• [Written task]:
Find every line in the records below that contains the string "from" and copy each of those lines. Case counts.

• [Provided information]:
──────────────────────────────

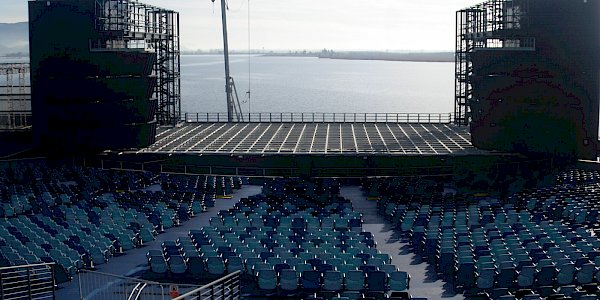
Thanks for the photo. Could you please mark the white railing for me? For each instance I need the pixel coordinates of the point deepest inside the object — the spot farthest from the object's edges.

──────────────────────────────

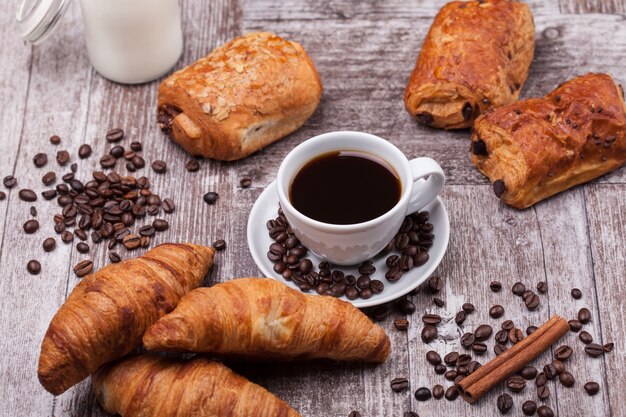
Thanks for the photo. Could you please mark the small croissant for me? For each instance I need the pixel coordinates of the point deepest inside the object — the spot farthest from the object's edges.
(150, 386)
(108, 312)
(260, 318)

──────────────────────────────

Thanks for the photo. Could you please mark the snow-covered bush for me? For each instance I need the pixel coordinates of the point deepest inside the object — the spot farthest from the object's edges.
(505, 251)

──────────────────────────────

• [Answer]:
Thanks for the photo. Could you please mark the white railing for me? For each instance I need the pixel coordinates of the point deepest inside the object — the spot farthest from the object's edges.
Thanks for the photo. Could you please mark the small croissant for me? For each instance I need the pixel coordinates of the point deepest inside the object — the spot farthest from the object's edges.
Thanks for the photo. Could you please mark the snow-covered bush for me? For each instance I need the pixel coordinates of the point deepest inside the object — the spot farthest from the object's edges.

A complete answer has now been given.